### SUPPLIED RECORDS
>>>

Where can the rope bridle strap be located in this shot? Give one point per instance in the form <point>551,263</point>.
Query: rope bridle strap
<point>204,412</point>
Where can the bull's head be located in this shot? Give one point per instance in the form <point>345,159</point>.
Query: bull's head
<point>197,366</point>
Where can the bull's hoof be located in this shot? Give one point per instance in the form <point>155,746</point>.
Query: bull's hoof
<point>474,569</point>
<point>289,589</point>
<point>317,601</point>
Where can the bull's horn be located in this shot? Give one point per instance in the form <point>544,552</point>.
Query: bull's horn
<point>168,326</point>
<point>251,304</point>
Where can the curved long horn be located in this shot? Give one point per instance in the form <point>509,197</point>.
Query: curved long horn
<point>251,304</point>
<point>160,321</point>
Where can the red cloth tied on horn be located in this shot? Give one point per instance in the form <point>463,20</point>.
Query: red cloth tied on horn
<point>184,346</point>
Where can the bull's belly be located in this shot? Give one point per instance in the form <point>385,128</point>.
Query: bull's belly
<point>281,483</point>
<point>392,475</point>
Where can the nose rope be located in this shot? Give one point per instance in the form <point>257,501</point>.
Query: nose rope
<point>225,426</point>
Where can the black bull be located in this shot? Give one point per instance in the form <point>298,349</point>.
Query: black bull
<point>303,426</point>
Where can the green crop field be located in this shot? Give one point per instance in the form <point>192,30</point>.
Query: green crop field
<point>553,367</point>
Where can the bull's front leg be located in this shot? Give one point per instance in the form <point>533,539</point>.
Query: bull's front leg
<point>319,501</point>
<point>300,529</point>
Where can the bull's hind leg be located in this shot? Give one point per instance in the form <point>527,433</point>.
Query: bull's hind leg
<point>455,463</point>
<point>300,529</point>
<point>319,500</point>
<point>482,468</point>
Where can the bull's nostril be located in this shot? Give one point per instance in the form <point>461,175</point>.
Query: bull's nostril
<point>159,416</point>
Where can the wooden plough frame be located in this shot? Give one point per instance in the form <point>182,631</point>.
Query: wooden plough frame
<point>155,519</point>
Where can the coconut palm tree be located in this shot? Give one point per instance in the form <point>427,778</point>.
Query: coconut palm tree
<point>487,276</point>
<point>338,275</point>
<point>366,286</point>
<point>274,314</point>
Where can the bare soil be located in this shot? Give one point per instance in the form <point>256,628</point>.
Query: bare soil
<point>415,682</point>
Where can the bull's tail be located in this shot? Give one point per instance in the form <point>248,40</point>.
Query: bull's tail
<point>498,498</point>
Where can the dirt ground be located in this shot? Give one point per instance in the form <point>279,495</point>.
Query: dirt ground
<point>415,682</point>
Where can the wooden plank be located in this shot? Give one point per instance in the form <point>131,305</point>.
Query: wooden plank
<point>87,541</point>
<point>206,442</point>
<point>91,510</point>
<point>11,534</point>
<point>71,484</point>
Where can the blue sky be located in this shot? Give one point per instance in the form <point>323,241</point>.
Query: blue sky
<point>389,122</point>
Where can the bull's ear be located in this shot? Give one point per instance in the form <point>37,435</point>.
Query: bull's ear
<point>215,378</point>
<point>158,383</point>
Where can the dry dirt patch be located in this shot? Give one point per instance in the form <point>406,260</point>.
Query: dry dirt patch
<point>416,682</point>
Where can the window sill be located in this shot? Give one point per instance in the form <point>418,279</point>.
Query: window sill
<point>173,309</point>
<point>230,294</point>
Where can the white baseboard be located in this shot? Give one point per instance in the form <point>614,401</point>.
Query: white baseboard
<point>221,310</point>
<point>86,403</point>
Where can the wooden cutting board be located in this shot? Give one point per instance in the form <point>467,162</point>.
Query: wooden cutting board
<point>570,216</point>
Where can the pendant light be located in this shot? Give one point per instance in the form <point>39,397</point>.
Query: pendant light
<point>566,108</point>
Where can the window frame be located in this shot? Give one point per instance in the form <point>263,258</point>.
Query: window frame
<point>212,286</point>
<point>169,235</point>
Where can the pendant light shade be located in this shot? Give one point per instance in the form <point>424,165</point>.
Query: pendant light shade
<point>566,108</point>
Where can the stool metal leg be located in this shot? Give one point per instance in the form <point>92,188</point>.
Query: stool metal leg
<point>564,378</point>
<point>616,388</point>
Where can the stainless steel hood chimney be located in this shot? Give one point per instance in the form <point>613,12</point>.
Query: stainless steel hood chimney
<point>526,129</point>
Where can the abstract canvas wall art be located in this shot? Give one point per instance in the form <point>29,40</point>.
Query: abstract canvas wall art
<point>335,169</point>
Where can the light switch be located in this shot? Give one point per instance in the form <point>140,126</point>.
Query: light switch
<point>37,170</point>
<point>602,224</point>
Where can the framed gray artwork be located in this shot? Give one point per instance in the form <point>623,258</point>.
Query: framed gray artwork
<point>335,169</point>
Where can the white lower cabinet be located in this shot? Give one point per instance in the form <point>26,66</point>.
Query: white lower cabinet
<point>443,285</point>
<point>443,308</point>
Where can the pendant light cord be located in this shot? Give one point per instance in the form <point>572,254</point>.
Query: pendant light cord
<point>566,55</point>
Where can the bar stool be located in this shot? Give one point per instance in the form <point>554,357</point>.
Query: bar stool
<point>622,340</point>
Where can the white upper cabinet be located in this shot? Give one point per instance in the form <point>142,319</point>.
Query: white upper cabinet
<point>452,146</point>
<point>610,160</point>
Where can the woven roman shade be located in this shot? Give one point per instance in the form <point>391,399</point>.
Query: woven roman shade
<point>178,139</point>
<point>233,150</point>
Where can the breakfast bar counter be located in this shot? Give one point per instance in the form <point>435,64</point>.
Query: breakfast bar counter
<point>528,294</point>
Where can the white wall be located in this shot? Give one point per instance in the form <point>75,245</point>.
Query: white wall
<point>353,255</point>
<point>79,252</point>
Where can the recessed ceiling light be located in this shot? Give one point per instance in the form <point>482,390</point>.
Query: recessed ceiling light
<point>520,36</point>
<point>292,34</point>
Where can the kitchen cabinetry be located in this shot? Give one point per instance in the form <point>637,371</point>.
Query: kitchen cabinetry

<<<

### YOUR INSTRUCTIONS
Please copy out the items word for word, from the line with "Where can the bull's hind" up to and including the line with "<point>71,484</point>".

### EXERCISE OUTPUT
Where can the bull's hind leg be located in this shot? Give one point per instance in the form <point>527,433</point>.
Query: bull's hind leg
<point>455,463</point>
<point>300,529</point>
<point>319,500</point>
<point>482,468</point>
Where can the bull's nostril be located in this shot? Give one point per instance in the form <point>461,175</point>.
Query: bull's nostril
<point>159,416</point>
Where can the wooden plough frame be located in this shot? Give one point per instance in the form <point>182,631</point>.
Query: wooden plough frame
<point>155,519</point>
Where can the coconut palm tree be located in this shot? Give one point per instance in the form <point>427,778</point>.
Query: coconut palm tree
<point>487,276</point>
<point>338,275</point>
<point>366,286</point>
<point>274,314</point>
Where can the bare soil be located in this shot? Give one point per instance in the form <point>256,628</point>.
Query: bare soil
<point>415,682</point>
Where can the bull's tail be located in this shot? Give one point per instance in the form <point>248,40</point>.
Query: bull's tail
<point>498,498</point>
Where can the dirt ground be located in this shot? Give one point per instance in the form <point>279,495</point>.
Query: dirt ground
<point>415,682</point>
Where can the wooden plank be located in this shot? Give one point per instance in the form <point>131,305</point>.
Query: wooden plank
<point>87,541</point>
<point>206,442</point>
<point>91,510</point>
<point>11,534</point>
<point>71,484</point>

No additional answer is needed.